Coordinate labeling data
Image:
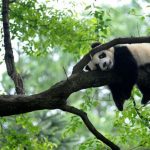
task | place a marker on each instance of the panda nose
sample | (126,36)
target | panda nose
(104,64)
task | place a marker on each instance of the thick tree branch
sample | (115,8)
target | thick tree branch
(89,125)
(57,95)
(9,58)
(80,65)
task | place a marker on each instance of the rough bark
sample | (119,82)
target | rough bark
(9,58)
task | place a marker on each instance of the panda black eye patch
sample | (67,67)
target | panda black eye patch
(102,55)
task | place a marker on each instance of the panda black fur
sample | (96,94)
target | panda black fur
(124,60)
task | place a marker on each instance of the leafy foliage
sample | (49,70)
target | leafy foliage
(45,33)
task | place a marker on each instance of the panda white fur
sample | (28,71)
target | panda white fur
(124,60)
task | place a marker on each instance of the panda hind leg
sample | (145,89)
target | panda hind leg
(146,93)
(119,95)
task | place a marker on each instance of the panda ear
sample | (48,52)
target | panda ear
(95,44)
(87,68)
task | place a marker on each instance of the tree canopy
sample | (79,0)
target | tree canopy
(45,46)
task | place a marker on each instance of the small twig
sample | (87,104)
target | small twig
(89,125)
(65,72)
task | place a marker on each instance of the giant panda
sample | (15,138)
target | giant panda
(124,60)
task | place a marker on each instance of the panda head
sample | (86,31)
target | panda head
(103,60)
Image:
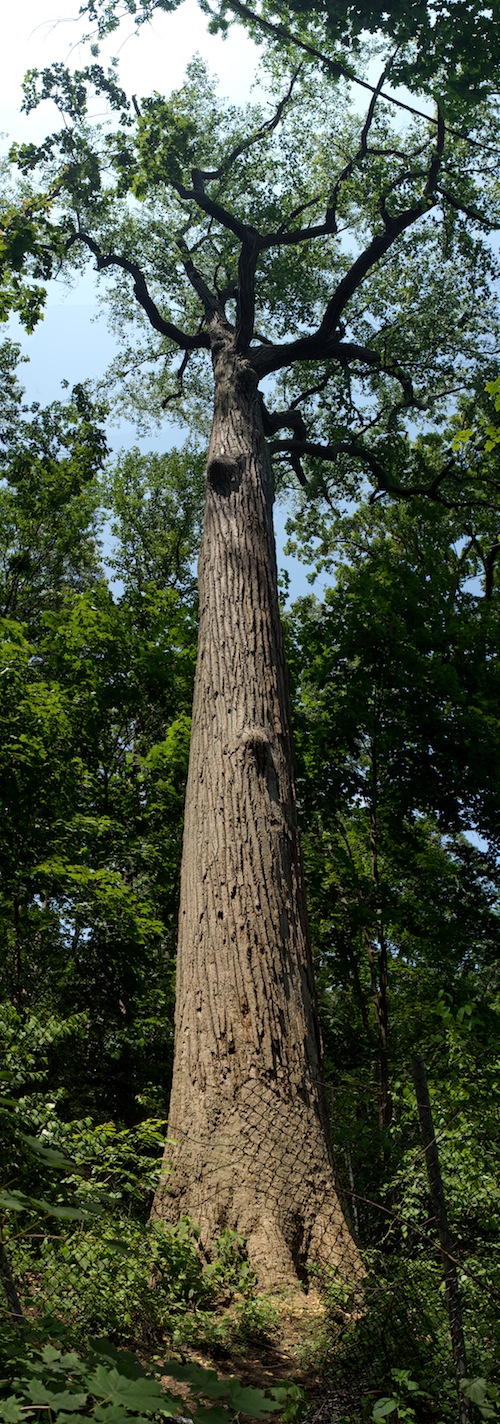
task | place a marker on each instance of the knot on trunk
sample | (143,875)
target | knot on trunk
(222,474)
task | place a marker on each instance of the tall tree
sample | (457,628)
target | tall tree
(259,276)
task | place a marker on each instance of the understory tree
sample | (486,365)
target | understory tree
(395,709)
(342,265)
(94,711)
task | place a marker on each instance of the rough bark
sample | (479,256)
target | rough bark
(247,1111)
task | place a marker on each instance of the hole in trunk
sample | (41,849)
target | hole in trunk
(222,474)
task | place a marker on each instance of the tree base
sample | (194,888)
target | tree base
(262,1169)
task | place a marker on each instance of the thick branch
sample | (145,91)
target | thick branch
(214,210)
(211,304)
(267,359)
(208,175)
(144,298)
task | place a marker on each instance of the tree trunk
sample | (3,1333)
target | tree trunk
(247,1110)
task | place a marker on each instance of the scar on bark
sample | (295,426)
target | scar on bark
(224,474)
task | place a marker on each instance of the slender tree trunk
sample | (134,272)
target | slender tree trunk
(247,1108)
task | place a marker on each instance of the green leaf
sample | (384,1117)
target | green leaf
(37,1391)
(134,1394)
(10,1410)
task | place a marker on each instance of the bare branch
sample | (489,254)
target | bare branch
(338,70)
(211,304)
(316,348)
(245,299)
(214,210)
(144,298)
(208,175)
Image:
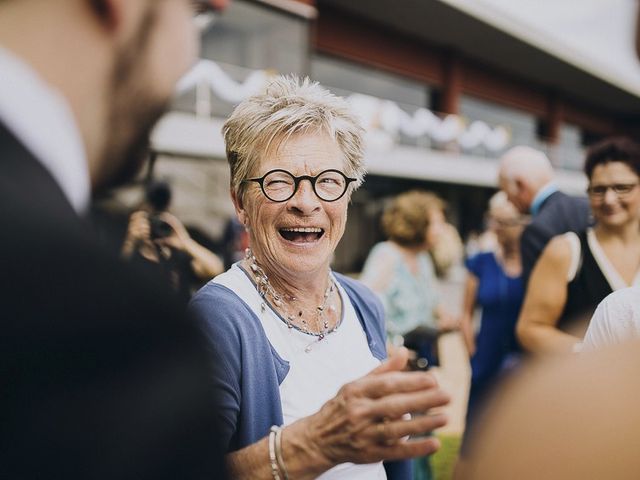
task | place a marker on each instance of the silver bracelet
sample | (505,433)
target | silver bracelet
(275,470)
(279,456)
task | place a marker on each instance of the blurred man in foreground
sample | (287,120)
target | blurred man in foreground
(101,376)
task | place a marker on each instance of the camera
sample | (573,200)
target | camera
(159,228)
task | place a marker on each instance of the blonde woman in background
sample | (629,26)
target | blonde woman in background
(494,282)
(401,271)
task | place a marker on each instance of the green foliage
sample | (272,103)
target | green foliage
(444,460)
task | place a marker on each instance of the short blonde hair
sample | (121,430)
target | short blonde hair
(406,219)
(290,106)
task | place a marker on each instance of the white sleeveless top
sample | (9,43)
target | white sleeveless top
(317,369)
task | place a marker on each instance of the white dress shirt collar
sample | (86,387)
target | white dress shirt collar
(42,120)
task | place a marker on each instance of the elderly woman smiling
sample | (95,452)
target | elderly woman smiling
(304,391)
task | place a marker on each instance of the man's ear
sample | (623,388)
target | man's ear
(240,211)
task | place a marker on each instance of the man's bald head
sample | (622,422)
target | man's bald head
(523,172)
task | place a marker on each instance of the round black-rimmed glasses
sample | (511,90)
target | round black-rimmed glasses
(279,185)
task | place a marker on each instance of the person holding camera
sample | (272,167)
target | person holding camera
(159,241)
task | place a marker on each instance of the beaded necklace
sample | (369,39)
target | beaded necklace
(282,302)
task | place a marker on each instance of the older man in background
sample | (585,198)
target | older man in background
(564,418)
(526,176)
(100,374)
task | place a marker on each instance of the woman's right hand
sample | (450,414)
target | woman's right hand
(368,421)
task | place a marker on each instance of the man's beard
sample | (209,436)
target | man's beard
(134,111)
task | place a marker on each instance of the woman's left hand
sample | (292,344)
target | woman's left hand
(368,421)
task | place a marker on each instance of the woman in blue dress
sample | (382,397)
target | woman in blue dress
(495,284)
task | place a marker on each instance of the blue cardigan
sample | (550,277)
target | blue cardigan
(249,370)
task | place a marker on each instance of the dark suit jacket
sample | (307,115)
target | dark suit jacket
(559,213)
(101,375)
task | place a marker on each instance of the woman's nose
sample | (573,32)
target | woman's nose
(305,199)
(610,196)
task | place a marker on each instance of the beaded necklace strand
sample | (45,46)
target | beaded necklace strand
(282,302)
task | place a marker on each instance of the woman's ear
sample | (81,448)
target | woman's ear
(238,205)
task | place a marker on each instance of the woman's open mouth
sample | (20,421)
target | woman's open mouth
(302,234)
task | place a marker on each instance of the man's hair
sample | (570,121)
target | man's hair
(527,164)
(406,219)
(290,106)
(614,149)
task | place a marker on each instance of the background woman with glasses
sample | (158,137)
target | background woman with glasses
(576,272)
(305,392)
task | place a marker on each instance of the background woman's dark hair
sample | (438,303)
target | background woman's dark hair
(614,149)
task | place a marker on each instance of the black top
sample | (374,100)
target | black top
(101,375)
(586,290)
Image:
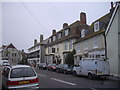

Given problem – Reproduce the listing word for word, starting at the line that contains "the man's hair" and continuing through the end of the listing. Leave the pictures out of your answer.

Full answer –
task | place a marker on each instance of the man's hair
sample | (570,121)
target | man's hair
(527,164)
(406,219)
(290,106)
(614,149)
task | place a marker on each instance of the background woman with glasses
sample | (158,137)
target | background woman with glasses
(576,272)
(305,392)
task | place a marker on each instance of the background woman's dark hair
sample | (438,303)
target | background woman's dark hair
(614,149)
task | place a marker on each instance of the black top
sample | (374,100)
target | black top
(101,375)
(586,290)
Image:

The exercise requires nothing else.